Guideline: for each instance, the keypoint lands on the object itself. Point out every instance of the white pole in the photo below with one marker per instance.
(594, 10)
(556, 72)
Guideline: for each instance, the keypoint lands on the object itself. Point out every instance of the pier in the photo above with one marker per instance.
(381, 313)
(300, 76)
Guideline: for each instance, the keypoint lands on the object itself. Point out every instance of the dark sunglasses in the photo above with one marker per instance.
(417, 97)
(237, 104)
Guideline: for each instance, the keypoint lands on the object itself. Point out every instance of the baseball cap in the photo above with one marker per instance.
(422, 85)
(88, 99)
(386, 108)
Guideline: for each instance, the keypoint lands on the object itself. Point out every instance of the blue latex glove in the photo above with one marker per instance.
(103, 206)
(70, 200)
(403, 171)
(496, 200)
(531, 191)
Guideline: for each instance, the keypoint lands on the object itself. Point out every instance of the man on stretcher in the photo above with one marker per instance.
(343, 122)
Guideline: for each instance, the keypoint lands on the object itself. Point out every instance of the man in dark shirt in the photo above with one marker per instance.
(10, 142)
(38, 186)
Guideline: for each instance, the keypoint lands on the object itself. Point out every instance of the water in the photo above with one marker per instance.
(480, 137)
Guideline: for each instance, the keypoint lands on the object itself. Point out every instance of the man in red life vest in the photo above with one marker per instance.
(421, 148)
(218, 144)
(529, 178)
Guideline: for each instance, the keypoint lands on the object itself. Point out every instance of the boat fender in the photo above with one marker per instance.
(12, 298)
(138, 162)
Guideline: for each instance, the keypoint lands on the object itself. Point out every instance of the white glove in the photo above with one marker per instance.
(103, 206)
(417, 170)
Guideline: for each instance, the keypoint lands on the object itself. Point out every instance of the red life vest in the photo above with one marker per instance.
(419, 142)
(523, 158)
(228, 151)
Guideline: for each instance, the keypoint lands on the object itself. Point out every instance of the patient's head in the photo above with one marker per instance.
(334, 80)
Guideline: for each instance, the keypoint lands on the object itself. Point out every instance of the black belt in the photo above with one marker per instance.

____________

Please return every line from the one that contains "of the blue" through the end of the entries, exactly, leaving out all others.

Answer section:
Guideline: for each instance, the keypoint lands on the object itself. Point out every instance of the blue latex glove in the photo above with one marker per instance.
(103, 206)
(70, 200)
(403, 171)
(496, 200)
(531, 191)
Guideline: for each instance, the keypoint lands on the object itself. Point out every instance of the man on stretcher in the photo above with one marker per instance.
(343, 122)
Guideline: for each instance, the keypoint lands on the object itself. Point out every instance of the man in dark shirt in the photo above with one marker per instance.
(10, 142)
(38, 186)
Guideline: for each instance, the keypoint lands on the object itself. Point out every instance of the water in the photo above with one marker per instance.
(480, 137)
Guideline: for each instance, the keypoint lands on the object itself. Point out every instance of the man in red life vest in the photo above with one marker per instance.
(421, 148)
(218, 144)
(529, 178)
Guideline: for each instance, the keypoint lands on the object itself. Point out every instance of the boat fender in the photo above with one marker per instance.
(12, 298)
(138, 162)
Guideline: for each instance, the keypoint lands on the object itself. Point out every instance of the white glove in the photo above with one marker per instance.
(103, 206)
(417, 170)
Guideline: for each instance, the keypoint lands on the object itself. Point out every instance of the red life vest in the photo above with one marker per instance.
(419, 142)
(523, 158)
(228, 151)
Guideline: for each instance, the keypoint lands on the object itself. Point out every instance of the patient's head in the photo above with one marker per instance.
(334, 80)
Guideline: for each instance, the keypoint lands on the object itself. Point out every instance of the black belt in the photo above with one marker per instance.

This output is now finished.